[Collected data]
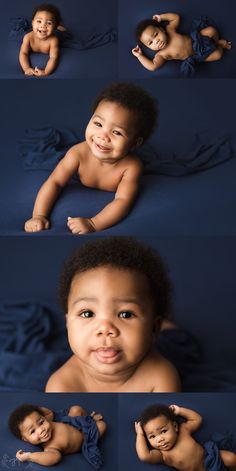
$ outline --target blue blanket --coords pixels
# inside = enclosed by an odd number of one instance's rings
[[[180,67],[181,72],[185,76],[194,75],[198,62],[203,62],[216,49],[216,43],[208,36],[202,36],[200,31],[207,26],[215,26],[214,22],[207,16],[201,16],[195,19],[191,25],[190,36],[194,55],[185,59]]]
[[[83,433],[83,456],[95,469],[99,469],[103,464],[103,460],[97,446],[99,431],[93,418],[90,415],[77,415],[72,417],[68,415],[68,410],[61,410],[54,412],[53,420],[55,422],[63,422],[63,424],[72,425]]]
[[[235,438],[231,433],[215,432],[211,439],[204,443],[204,465],[207,471],[227,471],[221,460],[219,450],[236,451]]]
[[[9,21],[9,38],[22,41],[24,35],[31,31],[31,25],[27,18],[13,17]],[[75,38],[69,31],[55,31],[59,38],[60,46],[77,51],[92,49],[117,40],[117,32],[114,28],[98,31],[96,27],[84,27],[80,31],[80,37]]]
[[[18,143],[18,153],[26,170],[53,170],[69,147],[79,142],[68,129],[45,127],[26,130],[26,137]],[[177,149],[159,154],[144,145],[138,152],[144,163],[145,174],[174,177],[208,170],[234,157],[235,152],[228,134],[204,129],[185,136]]]

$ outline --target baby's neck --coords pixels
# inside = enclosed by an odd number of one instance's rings
[[[81,366],[82,380],[87,391],[119,392],[129,390],[129,383],[136,373],[138,365],[117,374],[102,374],[89,367]]]

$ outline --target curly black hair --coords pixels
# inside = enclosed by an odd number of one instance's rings
[[[8,427],[10,432],[16,438],[22,438],[20,425],[22,424],[22,422],[24,422],[26,417],[28,417],[33,412],[38,412],[40,415],[42,415],[41,409],[33,404],[22,404],[11,413],[8,419]]]
[[[112,266],[142,273],[154,304],[154,316],[167,318],[170,313],[172,284],[158,252],[134,237],[113,236],[85,243],[66,261],[60,279],[59,295],[67,312],[68,296],[75,275],[97,267]]]
[[[131,82],[114,82],[105,87],[93,104],[96,110],[101,101],[119,103],[136,116],[137,136],[147,140],[157,123],[158,104],[143,87]]]
[[[146,20],[140,21],[136,28],[135,28],[135,38],[138,41],[139,45],[142,44],[142,41],[140,41],[140,37],[142,36],[143,32],[145,31],[148,26],[154,26],[155,28],[160,28],[165,30],[165,24],[166,22],[158,22],[157,20],[153,20],[152,18],[147,18]]]
[[[142,428],[146,425],[150,420],[156,419],[164,415],[168,420],[171,422],[176,422],[176,415],[174,414],[173,410],[170,409],[165,404],[153,404],[148,406],[141,414],[140,417],[140,424]]]
[[[38,11],[47,11],[48,13],[51,13],[53,16],[55,28],[59,26],[61,23],[61,13],[60,10],[55,7],[54,5],[51,5],[50,3],[41,3],[41,5],[38,5],[35,7],[33,13],[32,13],[32,20],[34,19],[36,13]]]

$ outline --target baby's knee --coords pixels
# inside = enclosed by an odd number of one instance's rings
[[[77,415],[86,415],[85,410],[83,407],[80,406],[72,406],[70,407],[69,414],[72,417],[76,417]]]
[[[106,423],[104,422],[104,420],[99,420],[98,422],[96,422],[96,424],[99,431],[99,435],[100,437],[102,437],[107,428]]]
[[[218,31],[214,26],[207,26],[207,28],[204,28],[200,31],[200,34],[202,36],[209,36],[209,38],[214,38],[218,36]]]

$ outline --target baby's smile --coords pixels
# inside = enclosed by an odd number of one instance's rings
[[[96,358],[101,363],[115,363],[119,361],[121,351],[115,348],[101,347],[94,350]]]

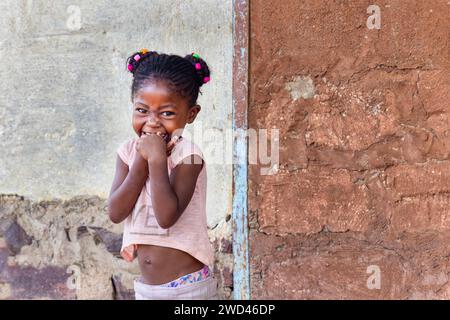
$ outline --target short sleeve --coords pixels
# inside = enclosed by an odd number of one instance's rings
[[[131,147],[132,147],[132,141],[131,140],[127,140],[127,141],[123,142],[119,146],[119,148],[117,148],[117,150],[116,150],[117,155],[128,166],[129,166],[129,162],[130,162],[130,154],[131,154],[130,148]]]
[[[174,149],[172,150],[171,158],[173,167],[176,167],[178,164],[181,163],[181,161],[190,155],[198,155],[200,158],[204,160],[203,153],[200,150],[200,148],[193,143],[192,141],[189,141],[187,139],[183,139],[178,143]],[[201,164],[201,163],[195,163],[194,164]]]

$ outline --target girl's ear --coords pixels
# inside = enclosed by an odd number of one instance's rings
[[[192,106],[191,108],[189,108],[188,111],[188,119],[187,119],[187,123],[192,123],[194,122],[195,118],[197,117],[198,113],[200,112],[200,110],[202,109],[202,107],[198,104]]]

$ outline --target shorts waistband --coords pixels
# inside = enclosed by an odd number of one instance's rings
[[[194,271],[187,275],[181,276],[175,280],[159,285],[160,287],[179,287],[184,284],[198,282],[204,280],[212,275],[211,270],[207,265],[198,271]]]

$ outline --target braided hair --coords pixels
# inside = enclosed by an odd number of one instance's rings
[[[136,92],[149,82],[164,80],[170,89],[188,98],[188,105],[192,107],[201,94],[200,87],[210,80],[208,65],[196,53],[183,58],[142,49],[128,57],[127,69],[133,74],[131,101]]]

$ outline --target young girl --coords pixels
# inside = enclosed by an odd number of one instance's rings
[[[125,220],[121,255],[138,258],[136,299],[217,299],[206,224],[206,166],[182,137],[210,71],[198,54],[142,49],[127,60],[137,138],[117,150],[108,213]]]

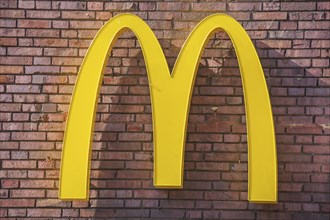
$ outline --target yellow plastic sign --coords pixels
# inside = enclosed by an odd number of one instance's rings
[[[223,30],[233,42],[245,96],[248,133],[248,200],[277,202],[277,158],[268,89],[256,50],[242,26],[224,14],[202,20],[191,32],[172,74],[149,26],[132,14],[109,20],[97,33],[81,65],[64,135],[59,198],[86,200],[93,127],[108,56],[126,30],[137,36],[146,63],[153,118],[154,186],[183,187],[184,146],[192,91],[205,44]]]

◆ WHAT THIS TASK INVOLVES
Pick out all lines from the data above in which the word "baby" appears.

◆ EXERCISE ANSWER
$ outline --target baby's neck --coords pixels
$ outline --target baby's knee --coords pixels
$ outline --target baby's smile --coords pixels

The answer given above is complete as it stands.